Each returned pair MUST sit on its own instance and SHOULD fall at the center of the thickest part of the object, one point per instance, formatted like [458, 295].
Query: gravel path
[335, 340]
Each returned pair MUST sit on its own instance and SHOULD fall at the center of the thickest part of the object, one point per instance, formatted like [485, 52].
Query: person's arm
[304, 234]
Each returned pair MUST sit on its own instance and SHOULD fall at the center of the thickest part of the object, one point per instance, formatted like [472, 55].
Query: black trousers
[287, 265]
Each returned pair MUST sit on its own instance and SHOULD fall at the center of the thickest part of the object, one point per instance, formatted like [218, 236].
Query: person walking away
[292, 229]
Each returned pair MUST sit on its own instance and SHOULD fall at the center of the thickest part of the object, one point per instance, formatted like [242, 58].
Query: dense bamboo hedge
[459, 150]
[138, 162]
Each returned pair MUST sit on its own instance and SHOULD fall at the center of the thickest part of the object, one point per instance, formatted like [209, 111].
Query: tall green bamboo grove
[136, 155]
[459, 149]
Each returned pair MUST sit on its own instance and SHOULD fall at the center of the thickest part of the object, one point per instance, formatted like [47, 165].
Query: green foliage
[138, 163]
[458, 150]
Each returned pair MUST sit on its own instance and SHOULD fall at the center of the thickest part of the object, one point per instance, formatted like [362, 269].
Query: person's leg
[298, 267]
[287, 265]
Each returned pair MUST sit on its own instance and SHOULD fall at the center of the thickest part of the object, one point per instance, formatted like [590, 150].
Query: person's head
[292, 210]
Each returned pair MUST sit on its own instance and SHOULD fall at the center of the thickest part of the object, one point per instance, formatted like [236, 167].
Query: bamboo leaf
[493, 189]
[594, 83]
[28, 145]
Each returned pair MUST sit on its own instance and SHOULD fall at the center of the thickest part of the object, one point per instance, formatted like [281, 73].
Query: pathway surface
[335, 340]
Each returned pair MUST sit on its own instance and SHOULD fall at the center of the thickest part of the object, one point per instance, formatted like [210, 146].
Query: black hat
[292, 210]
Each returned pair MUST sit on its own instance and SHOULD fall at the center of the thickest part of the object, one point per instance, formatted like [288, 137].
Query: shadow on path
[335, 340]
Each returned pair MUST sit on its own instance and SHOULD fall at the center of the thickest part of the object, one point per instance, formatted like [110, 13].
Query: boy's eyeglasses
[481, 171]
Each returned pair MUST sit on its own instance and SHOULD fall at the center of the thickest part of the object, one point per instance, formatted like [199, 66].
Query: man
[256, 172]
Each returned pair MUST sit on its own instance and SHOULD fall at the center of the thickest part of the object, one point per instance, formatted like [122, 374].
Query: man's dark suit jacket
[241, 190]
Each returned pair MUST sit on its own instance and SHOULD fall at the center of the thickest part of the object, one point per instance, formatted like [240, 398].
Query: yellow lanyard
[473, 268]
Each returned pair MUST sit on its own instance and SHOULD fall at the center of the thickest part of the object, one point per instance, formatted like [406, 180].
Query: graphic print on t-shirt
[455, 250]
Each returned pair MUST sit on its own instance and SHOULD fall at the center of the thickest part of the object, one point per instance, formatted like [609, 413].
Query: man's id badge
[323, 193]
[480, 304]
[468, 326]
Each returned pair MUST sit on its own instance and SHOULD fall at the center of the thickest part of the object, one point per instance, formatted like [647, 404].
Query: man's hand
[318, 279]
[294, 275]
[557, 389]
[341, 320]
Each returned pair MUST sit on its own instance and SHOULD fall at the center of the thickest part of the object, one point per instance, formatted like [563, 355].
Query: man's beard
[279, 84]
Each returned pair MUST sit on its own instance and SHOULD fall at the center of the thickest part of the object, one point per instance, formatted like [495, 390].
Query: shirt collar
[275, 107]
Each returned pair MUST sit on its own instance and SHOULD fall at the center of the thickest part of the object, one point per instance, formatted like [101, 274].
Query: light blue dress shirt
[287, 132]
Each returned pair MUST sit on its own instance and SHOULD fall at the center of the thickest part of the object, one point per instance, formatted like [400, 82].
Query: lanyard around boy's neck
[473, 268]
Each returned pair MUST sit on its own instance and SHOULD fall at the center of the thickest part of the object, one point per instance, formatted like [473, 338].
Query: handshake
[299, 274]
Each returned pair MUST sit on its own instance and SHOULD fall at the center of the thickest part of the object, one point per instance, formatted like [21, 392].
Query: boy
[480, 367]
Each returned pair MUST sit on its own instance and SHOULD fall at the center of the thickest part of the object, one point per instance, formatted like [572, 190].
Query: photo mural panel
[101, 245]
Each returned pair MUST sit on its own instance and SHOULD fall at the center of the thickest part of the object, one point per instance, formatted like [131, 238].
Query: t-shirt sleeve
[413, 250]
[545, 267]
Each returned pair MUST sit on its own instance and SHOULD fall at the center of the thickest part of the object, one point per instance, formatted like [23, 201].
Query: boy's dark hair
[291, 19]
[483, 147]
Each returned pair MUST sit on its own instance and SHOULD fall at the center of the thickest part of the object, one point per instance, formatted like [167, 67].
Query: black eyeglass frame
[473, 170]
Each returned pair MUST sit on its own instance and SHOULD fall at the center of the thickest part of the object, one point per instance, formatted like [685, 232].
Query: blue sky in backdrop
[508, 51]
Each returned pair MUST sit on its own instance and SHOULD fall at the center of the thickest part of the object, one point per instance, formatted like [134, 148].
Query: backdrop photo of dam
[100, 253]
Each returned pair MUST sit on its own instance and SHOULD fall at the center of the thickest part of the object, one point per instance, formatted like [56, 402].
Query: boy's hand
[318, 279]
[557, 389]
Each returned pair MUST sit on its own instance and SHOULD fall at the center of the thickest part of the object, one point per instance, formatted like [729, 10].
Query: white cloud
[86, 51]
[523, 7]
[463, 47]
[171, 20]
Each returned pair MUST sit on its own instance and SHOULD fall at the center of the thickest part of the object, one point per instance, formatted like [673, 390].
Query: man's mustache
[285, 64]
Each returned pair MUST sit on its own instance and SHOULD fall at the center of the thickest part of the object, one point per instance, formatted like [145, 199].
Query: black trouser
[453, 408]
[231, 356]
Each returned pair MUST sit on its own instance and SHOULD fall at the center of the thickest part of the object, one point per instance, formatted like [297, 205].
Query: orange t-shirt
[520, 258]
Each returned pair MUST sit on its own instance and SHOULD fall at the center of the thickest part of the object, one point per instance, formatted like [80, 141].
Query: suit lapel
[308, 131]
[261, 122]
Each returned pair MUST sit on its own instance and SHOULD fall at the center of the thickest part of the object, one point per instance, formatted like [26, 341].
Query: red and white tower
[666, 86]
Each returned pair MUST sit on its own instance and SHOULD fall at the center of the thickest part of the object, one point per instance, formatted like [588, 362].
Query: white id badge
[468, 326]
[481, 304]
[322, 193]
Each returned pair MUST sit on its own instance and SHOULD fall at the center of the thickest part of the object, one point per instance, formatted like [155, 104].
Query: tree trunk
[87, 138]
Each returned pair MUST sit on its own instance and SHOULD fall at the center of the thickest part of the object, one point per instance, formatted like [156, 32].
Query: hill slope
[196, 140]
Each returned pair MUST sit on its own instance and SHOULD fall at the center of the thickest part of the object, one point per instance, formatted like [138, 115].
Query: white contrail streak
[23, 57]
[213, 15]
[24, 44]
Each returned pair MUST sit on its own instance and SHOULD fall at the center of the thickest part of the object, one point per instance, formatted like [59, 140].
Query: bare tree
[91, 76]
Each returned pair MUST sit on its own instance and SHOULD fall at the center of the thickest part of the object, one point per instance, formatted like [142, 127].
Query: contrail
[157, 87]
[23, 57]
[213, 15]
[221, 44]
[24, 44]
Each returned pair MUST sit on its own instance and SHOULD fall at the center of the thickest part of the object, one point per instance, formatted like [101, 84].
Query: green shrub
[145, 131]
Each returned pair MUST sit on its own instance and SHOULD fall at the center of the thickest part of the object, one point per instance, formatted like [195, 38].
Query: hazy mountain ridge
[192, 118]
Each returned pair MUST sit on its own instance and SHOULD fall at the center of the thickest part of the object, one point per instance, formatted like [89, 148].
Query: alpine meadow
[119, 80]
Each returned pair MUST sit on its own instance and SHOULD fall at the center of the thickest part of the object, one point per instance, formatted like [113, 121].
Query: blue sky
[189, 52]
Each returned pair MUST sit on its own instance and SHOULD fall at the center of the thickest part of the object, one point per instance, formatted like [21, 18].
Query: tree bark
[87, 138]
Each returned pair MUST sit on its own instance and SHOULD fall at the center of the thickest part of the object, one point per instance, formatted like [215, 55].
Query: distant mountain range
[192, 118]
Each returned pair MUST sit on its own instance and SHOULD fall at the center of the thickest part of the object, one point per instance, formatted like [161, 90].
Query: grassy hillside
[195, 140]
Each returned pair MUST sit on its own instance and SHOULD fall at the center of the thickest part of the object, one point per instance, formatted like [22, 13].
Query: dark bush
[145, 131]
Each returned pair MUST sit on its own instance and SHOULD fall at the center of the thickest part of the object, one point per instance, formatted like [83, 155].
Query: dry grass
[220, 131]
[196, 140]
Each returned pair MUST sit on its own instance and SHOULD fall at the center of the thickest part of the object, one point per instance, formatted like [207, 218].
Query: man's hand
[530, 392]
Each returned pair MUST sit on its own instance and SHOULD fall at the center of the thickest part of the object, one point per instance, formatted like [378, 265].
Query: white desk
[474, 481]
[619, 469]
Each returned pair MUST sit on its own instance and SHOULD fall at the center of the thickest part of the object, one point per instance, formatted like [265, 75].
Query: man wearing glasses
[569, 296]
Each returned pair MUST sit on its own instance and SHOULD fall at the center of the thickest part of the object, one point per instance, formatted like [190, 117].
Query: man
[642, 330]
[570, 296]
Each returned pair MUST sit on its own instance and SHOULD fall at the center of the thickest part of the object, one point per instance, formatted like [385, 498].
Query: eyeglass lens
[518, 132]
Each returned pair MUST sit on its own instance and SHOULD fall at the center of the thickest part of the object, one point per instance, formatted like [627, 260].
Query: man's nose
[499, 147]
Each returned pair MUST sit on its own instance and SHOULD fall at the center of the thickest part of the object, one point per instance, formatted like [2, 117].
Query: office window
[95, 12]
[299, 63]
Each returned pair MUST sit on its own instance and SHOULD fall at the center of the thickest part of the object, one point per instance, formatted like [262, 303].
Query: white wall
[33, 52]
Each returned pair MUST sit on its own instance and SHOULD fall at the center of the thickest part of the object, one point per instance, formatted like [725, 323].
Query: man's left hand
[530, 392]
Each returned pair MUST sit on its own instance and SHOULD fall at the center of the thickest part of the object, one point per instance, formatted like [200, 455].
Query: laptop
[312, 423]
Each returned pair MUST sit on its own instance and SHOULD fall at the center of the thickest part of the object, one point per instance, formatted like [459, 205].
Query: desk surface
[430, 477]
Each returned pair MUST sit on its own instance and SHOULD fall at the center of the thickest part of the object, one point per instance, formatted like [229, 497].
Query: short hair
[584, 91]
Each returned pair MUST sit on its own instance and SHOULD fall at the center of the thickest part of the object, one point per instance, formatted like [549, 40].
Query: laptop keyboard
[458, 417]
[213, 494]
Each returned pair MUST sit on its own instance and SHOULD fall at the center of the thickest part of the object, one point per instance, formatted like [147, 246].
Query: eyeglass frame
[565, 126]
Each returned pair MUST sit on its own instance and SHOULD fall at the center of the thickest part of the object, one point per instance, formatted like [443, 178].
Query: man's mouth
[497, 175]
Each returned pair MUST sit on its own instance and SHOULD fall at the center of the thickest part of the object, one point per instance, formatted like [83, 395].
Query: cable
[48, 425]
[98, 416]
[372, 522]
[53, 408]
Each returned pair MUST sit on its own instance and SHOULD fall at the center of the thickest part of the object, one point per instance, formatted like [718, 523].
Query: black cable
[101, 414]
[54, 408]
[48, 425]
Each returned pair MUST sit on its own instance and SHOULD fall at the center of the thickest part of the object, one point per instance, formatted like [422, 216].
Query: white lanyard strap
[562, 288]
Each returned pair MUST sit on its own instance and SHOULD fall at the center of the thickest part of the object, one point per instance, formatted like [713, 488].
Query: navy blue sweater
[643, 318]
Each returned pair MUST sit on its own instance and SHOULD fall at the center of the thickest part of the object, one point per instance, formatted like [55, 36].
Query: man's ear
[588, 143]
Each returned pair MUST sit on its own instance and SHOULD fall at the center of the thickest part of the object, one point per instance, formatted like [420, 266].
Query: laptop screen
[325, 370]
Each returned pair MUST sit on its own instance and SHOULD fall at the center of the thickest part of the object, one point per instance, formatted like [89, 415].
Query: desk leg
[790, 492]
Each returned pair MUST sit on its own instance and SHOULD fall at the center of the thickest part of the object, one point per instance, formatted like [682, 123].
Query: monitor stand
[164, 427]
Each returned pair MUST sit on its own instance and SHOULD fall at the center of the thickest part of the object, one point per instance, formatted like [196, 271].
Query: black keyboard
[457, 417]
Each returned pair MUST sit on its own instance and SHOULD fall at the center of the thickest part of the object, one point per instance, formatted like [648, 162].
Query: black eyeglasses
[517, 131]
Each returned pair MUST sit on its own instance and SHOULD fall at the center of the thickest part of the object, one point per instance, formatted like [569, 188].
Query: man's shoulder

══════

* **TO DO**: Give back exactly the lines above, from the line containing "like [155, 104]." through the line containing "like [138, 115].", with both end lines and nothing more.

* **RESPONSE BELOW**:
Each returned pair MUST sit on its own instance and SHOULD fall at the center of the thickest part of the object, one point per instance, formatted like [155, 104].
Query: tree trunk
[87, 138]
Each returned pair MUST sit on its own instance and SHOULD fall at the center of the thickest part of the object, one point per instance, formatted like [156, 32].
Query: hill slope
[196, 140]
Each returned pair MUST sit on its own instance and SHOULD fall at the center of the thickest part of the object, one point per instance, formatted like [138, 115].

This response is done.